# Parts of the exercise:
A. Return everything from "how do i find" down to "right hand window." in the forum thread on Office 2007 running slow, copied word for word.
B. In the thread on Office 2007 running slow, why does KevinKevin expect the software to lag on RandomHero34's computer? Explain in one to three sentences.

# Selected excerpt:
# Microsoft Office 2007 running slow/lag



## RandomHero34

when i try to use word or power point, they both run very slow with lag. whats the problem?


----------



## Calibretto

What are the specs of your PC....With the info you gave us, it could be numerous things....


----------



## jdbennet

MS office always runs slow, especially 2007


----------



## Calibretto

jdbennet said:


> MS office always runs slow, especially 2007



Not for me....I have 2007 and word opens up quite fast. Same with PP and Excel...


----------



## Vizy

it might be a shortage of ram.


----------



## RandomHero34

windows xp. pentium 4, 3 GHz, 1.5 GB RAM. It runs fine on my gf's comp.


----------



## jdbennet

make sure you have up to date graphics and chipset drivers installed


----------



## RandomHero34

jdbennet said:


> make sure you have up to date graphics and chipset drivers installed



still not working after the updates. still really slow and laggy


----------



## jdbennet

you got office 2007 sp1?


----------



## RandomHero34

jdbennet said:


> you got office 2007 sp1?



how do i find that out. i just installed it and i dont think updated it or anything.


----------



## Vizy

Well, click the big start button in office, in the top right. On the drop down, look for word options, it should be somewhere on the bottom without a ginourmous icon. Its right next to 'exit word' in the drop down menu.

Click 'word options' and on the left hand column, click 'resources'. The 'check for updates' button is the first link on the right hand window.


----------



## RandomHero34

i do have SP1


----------



## RandomHero34

it wont update. now what?


----------



## Vizy

Is it just this program? How about another program? I would think you have a virus or something.

How about u reinstall. Did u have the old office? Did that work? I believe it was 2003.


----------



## RandomHero34

Vizy93 said:


> Is it just this program? How about another program? I would think you have a virus or something.
> 
> How about u reinstall. Did u have the old office? Did that work? I believe it was 2003.



excel, one note are perectly fine. power point is alittle slow and word is very laggy. i did not have the old office. i installed it the first time from a disc called microsoft eqipt. it had office and live one care on it. if that helps.
do you have any suggestions before i reinstall?


----------



## RandomHero34

anyone


----------



## RandomHero34

so i reinstalled it and its still running slow. now what?


----------



## KevinKevin

RandomHero34 said:


> windows xp. pentium 4, 3 GHz, 1.5 GB RAM. It runs fine on my gf's comp.



It would run laggy/slowly with those specs. Office 2007 is power consuming software just like Vista. You would atleast need a newish AMD/Intel processor to get it running smoothly. You've got quite a lot of ram but without a decent processor it will lag.


----------



## RandomHero34

KevinKevin said:


> It would run laggy/slowly with those specs. Office 2007 is power consuming software just like Vista. You would atleast need a newish AMD/Intel processor to get it running smoothly. You've got quite a lot of ram but without a decent processor it will lag.




ok. thanks alot for the help


----------



## Jhow

I'd recommend openoffice.org.  It's great for basic word processing, spreadsheets, and presentations and in my opinion far better than ms office 07.  It always runs faster for me and I really hate that ribbon on the 07 version of ms office.


----------

# Provided material:
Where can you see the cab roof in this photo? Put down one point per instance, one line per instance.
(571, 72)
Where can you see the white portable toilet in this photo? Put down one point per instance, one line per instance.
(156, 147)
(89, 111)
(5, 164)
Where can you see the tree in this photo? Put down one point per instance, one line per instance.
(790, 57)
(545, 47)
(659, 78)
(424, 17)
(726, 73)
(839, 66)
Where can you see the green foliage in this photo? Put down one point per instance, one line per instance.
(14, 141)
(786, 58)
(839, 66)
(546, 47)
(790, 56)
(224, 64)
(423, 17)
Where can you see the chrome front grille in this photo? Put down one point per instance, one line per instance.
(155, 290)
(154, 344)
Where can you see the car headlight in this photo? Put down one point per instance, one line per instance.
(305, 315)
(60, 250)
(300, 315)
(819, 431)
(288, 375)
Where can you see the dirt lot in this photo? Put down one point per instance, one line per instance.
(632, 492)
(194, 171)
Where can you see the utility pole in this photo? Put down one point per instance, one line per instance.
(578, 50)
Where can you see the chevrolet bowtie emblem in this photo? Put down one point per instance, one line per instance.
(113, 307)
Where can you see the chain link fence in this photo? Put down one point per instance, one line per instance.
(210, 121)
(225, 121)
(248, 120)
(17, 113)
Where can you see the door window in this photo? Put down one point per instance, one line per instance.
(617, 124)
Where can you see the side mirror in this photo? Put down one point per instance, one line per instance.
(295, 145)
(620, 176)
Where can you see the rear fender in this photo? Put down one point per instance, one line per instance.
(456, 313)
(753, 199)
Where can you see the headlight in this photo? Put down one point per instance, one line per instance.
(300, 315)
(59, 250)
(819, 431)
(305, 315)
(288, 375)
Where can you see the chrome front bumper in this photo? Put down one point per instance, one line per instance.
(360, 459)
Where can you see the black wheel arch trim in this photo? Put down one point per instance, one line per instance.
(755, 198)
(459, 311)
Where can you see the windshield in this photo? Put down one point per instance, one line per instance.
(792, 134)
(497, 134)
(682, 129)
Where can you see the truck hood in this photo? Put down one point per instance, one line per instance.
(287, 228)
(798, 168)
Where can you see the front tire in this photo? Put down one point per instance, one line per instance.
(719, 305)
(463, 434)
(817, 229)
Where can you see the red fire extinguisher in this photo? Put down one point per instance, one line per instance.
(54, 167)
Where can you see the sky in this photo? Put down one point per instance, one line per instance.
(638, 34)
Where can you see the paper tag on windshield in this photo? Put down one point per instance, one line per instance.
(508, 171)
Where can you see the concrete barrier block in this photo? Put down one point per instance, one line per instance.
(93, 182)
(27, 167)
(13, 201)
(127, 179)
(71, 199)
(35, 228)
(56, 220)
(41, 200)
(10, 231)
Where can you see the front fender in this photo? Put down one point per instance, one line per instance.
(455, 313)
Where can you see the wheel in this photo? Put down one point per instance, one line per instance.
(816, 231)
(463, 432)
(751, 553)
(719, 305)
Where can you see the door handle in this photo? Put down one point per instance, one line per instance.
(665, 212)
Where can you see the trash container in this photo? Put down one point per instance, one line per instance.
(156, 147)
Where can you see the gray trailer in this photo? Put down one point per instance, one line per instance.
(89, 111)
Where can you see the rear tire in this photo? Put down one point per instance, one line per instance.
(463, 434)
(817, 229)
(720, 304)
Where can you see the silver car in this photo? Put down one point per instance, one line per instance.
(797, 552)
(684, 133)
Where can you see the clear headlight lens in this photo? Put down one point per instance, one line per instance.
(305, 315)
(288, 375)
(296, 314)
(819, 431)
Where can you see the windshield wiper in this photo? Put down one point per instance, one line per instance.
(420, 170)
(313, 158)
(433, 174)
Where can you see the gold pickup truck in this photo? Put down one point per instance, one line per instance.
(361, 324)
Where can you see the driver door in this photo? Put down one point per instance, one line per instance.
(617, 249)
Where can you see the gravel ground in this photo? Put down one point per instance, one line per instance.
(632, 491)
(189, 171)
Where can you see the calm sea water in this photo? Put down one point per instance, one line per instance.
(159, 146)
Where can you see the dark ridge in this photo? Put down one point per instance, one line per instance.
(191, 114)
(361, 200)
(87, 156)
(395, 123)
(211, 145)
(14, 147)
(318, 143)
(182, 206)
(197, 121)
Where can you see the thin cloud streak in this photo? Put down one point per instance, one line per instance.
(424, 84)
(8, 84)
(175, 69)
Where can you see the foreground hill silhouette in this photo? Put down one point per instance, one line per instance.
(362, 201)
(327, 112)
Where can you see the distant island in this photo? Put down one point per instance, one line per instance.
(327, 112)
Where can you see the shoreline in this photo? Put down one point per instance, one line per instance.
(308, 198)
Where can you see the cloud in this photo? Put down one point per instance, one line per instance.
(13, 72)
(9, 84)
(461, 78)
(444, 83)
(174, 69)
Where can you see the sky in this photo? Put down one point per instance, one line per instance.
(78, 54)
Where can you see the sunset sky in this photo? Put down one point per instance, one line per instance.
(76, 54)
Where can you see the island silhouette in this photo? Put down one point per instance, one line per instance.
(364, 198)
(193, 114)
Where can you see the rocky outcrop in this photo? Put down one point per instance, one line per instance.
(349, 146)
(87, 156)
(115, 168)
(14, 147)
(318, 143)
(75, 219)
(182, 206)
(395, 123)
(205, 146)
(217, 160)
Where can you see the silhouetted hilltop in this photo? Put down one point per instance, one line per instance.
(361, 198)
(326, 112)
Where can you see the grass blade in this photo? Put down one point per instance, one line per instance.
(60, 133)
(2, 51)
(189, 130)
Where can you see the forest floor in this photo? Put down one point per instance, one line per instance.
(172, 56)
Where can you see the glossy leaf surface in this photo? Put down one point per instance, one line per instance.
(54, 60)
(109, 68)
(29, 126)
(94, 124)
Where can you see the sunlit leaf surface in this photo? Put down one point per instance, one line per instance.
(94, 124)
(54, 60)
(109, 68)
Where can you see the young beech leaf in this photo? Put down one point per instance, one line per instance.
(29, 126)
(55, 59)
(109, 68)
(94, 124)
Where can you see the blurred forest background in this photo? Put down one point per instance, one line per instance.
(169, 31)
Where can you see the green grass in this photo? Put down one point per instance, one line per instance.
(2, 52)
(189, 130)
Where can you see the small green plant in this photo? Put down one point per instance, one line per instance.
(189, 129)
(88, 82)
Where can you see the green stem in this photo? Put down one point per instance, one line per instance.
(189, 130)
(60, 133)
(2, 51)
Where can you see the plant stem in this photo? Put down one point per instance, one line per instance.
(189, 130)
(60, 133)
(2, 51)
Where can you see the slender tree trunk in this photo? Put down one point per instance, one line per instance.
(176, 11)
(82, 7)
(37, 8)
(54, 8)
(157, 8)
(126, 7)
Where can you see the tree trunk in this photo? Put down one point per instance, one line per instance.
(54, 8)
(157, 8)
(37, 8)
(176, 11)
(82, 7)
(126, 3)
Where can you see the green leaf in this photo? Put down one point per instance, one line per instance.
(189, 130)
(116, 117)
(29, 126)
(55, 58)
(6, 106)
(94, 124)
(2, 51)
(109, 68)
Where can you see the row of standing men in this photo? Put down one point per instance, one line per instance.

# Answers:
A.
how do i find that out. i just installed it and i dont think updated it or anything.


----------



## Vizy

Well, click the big start button in office, in the top right. On the drop down, look for word options, it should be somewhere on the bottom without a ginourmous icon. Its right next to 'exit word' in the drop down menu.

Click 'word options' and on the left hand column, click 'resources'. The 'check for updates' button is the first link on the right hand window.

B. Office 2007 is power-consuming software, like Vista, so it needs at least a newish AMD or Intel processor to run smoothly. The computer has quite a lot of RAM, but without a decent processor it will still lag.